*** Supplied data

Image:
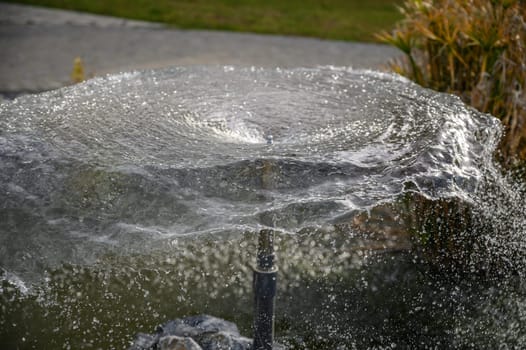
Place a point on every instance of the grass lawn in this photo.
(355, 20)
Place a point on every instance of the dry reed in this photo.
(475, 49)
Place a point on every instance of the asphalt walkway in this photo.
(38, 47)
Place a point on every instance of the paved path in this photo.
(38, 47)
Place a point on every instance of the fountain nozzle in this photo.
(265, 284)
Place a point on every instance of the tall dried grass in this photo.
(473, 48)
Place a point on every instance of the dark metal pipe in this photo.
(265, 282)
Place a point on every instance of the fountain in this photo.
(136, 198)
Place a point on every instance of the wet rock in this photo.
(224, 340)
(194, 333)
(178, 343)
(144, 341)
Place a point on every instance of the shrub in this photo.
(473, 48)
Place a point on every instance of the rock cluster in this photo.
(201, 332)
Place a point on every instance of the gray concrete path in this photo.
(38, 46)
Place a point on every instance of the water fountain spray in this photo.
(265, 282)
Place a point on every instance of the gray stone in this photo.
(224, 341)
(173, 342)
(198, 325)
(144, 341)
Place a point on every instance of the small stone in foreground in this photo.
(173, 342)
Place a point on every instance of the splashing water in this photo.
(133, 198)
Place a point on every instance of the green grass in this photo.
(354, 20)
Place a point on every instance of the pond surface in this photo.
(135, 198)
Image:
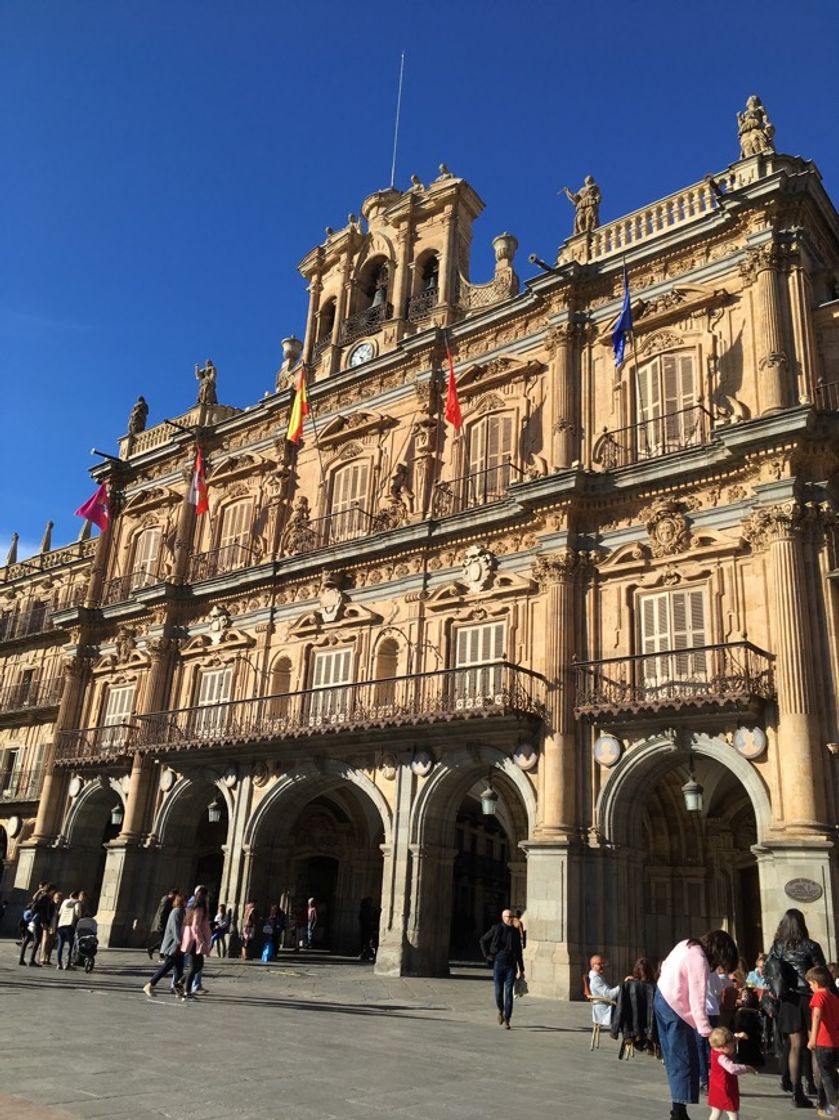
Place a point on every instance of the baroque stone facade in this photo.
(606, 580)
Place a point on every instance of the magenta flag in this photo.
(95, 509)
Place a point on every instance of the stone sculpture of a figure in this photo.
(754, 129)
(138, 418)
(587, 206)
(206, 378)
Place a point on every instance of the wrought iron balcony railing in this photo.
(827, 397)
(365, 323)
(27, 696)
(34, 619)
(477, 488)
(119, 589)
(732, 674)
(650, 439)
(488, 690)
(421, 305)
(21, 785)
(220, 561)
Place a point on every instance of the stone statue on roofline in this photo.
(754, 129)
(138, 417)
(586, 204)
(206, 375)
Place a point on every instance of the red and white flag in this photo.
(453, 406)
(198, 486)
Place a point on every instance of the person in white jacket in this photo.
(600, 1013)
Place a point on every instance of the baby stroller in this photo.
(85, 944)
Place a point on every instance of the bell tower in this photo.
(393, 271)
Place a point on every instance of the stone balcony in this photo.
(732, 677)
(488, 692)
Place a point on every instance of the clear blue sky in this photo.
(167, 164)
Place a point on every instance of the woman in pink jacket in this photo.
(680, 1010)
(196, 939)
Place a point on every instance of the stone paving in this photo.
(310, 1038)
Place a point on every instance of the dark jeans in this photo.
(174, 960)
(65, 938)
(33, 939)
(504, 977)
(827, 1058)
(196, 963)
(678, 1042)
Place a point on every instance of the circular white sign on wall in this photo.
(749, 742)
(607, 749)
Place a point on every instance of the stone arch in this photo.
(649, 761)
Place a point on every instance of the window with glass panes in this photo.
(669, 416)
(331, 669)
(672, 625)
(478, 646)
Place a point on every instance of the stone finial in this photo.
(587, 206)
(46, 541)
(206, 376)
(138, 417)
(754, 129)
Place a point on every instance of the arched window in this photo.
(347, 513)
(670, 416)
(387, 665)
(491, 455)
(147, 550)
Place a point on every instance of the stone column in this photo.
(566, 425)
(558, 810)
(762, 266)
(800, 803)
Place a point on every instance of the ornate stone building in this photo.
(609, 587)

******

▸ **What is required**:
Please rewrite every one of the rows above, changing "in this photo" to "in the picture" and keeping everything else the same. Leave the pictures out of your answer.

▸ **Response**:
Image:
Place a point on every instance of the grass lawn in the picture.
(355, 20)
Place a point on every instance of the dry reed in the picture.
(475, 49)
Place a point on every instance of the asphalt walkway in the picture.
(38, 47)
Place a point on every instance of the paved path in the picture.
(38, 47)
Place a point on every instance of the fountain nozzle in the picture.
(265, 284)
Place a point on every instance of the tall dried grass in the picture.
(473, 48)
Place a point on every instance of the dark metal pipe in the picture.
(265, 282)
Place a point on every instance of the fountain in the picture.
(136, 198)
Place a point on every instance of the wet rock in the picture.
(224, 340)
(194, 333)
(178, 343)
(144, 341)
Place a point on every instance of the shrub in the picture.
(473, 48)
Place a point on every instance of the rock cluster in the picture.
(201, 332)
Place a point on every instance of the gray concrete path in the picture.
(38, 46)
Place a point on every instance of the water fountain spray in the picture.
(265, 282)
Place a point on every instance of the gray stone in the picture.
(224, 341)
(173, 342)
(198, 325)
(144, 341)
Place a point on every instance of the small stone in foreground in the picture.
(173, 342)
Place a point on every instance of the splashing water in the picture.
(133, 198)
Place a point on every instance of the green grass in the picture.
(354, 20)
Place a point on every instance of the pond surface in the picture.
(135, 198)
Image:
Place a point on every instance of the baroque stone facade in the picture.
(606, 580)
Place a point on every instance of the magenta flag in the picture.
(95, 509)
Place a point on every instance of the stone sculpture of a figure in the picture.
(754, 129)
(138, 418)
(587, 206)
(206, 378)
Place a point on every instance of the wrought iron balcony railing in the picture.
(827, 397)
(365, 323)
(27, 696)
(34, 619)
(477, 488)
(119, 589)
(732, 674)
(650, 439)
(488, 690)
(421, 305)
(21, 785)
(220, 561)
Place a point on every instance of the stone statue on roofline in the picture.
(754, 129)
(138, 417)
(586, 204)
(206, 375)
Place a point on every instance of the red and white flag in the picture.
(453, 406)
(198, 486)
Place a point on every instance of the person in white jacket in the picture.
(600, 1013)
Place a point on every instance of the baby stroller in the picture.
(85, 944)
Place a point on every instance of the bell tower in the picture.
(393, 271)
Place a point on every instance of the stone balcony in the picture.
(732, 677)
(488, 692)
Place a point on every instance of the clear blue sky in the picture.
(167, 164)
Place a point on every instance of the woman in pink jacket in the picture.
(680, 1010)
(196, 939)
Place a point on every instance of the stone paving in the picture.
(310, 1038)
Place a point on every instance of the dark jeans in the picture.
(174, 960)
(65, 938)
(33, 939)
(504, 977)
(827, 1058)
(196, 963)
(678, 1042)
Place a point on every instance of the circular white sign on wall in the picture.
(749, 742)
(607, 749)
Place a point on every instance of the stone arch in the picture.
(649, 761)
Place a point on every instance of the window with glass panes in the picture.
(669, 416)
(331, 669)
(672, 625)
(478, 646)
Place a point on every instance of the stone finial in the picture.
(587, 206)
(46, 541)
(206, 376)
(138, 417)
(754, 129)
Place a point on every instance of the arched window in the picture.
(347, 513)
(670, 416)
(387, 665)
(491, 455)
(147, 550)
Place a point on every instance of the stone column in the picture.
(566, 425)
(558, 810)
(762, 266)
(800, 803)
Place a point on every instance of the ornate stone building in the picture.
(609, 587)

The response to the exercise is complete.